Object location annotation data:

──────

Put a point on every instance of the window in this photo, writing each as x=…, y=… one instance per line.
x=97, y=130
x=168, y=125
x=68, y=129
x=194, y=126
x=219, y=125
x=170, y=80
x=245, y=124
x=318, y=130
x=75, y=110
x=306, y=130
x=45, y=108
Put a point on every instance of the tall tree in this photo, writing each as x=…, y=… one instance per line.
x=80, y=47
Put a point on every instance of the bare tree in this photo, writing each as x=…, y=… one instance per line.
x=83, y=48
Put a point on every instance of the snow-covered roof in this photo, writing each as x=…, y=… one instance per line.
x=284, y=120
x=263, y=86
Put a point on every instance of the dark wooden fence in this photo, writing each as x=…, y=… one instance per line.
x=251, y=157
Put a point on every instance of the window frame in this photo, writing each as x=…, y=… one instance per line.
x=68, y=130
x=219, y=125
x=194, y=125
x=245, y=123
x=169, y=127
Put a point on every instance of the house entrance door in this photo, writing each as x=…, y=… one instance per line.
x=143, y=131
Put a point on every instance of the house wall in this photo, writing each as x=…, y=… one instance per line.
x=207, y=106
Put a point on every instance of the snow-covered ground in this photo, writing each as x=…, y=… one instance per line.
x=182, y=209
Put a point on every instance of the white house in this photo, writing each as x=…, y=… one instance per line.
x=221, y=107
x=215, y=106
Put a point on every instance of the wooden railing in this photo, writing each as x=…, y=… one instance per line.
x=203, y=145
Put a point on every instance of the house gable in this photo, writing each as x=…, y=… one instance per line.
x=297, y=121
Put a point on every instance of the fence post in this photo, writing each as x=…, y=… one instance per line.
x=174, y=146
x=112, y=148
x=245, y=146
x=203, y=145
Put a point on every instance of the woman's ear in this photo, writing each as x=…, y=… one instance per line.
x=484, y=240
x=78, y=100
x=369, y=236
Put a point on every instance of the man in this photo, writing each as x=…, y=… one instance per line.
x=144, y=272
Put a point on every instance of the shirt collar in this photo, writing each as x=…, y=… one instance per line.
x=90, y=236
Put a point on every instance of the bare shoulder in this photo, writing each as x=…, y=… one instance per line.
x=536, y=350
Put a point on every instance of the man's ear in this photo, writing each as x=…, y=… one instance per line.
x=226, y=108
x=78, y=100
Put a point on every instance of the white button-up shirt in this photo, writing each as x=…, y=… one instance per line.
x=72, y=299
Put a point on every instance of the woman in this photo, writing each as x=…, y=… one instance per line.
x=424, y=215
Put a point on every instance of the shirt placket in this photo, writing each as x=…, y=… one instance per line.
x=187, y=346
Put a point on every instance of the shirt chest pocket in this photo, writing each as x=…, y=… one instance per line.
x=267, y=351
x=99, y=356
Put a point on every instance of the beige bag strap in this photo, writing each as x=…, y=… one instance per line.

──────

[Your goal] Copy out the records from the line with "Put a point on every instance of the woman's" through the end, changing "beige" to "tan" and keeping everything else the same.

[Reply to the task]
Put a point on every instance of the woman's ear in this photo, writing each as x=…, y=… one instance per line.
x=484, y=240
x=78, y=100
x=369, y=236
Put a point on every instance of the man in this photo, writing each as x=…, y=… one instance per line.
x=144, y=272
Put a point on every instance of the shirt collar in this photo, writing each as x=…, y=… one instance per line.
x=90, y=236
Put a point on every instance of the bare shoulder in this photo, writing each as x=…, y=… one instance per line.
x=536, y=350
Put a point on every instance of the man's ear in this photo, writing each as x=…, y=… one instance per line.
x=226, y=108
x=78, y=100
Put a point on every instance of the white button-up shirt in this photo, writing each as x=…, y=… one instance per line.
x=72, y=299
Put a point on every instance of the woman in this photo, writing each as x=…, y=… one instance per line.
x=424, y=215
Put a point on every instance of the shirt placket in this photo, writing each as x=…, y=… one instance per line.
x=187, y=346
Put a point on every instance of the shirt chest pocket in this photo, writing each as x=…, y=… one instance per line.
x=267, y=351
x=99, y=356
Put a point on every instance of the tan bag strap in this photo, writing each as x=…, y=… one instance per line.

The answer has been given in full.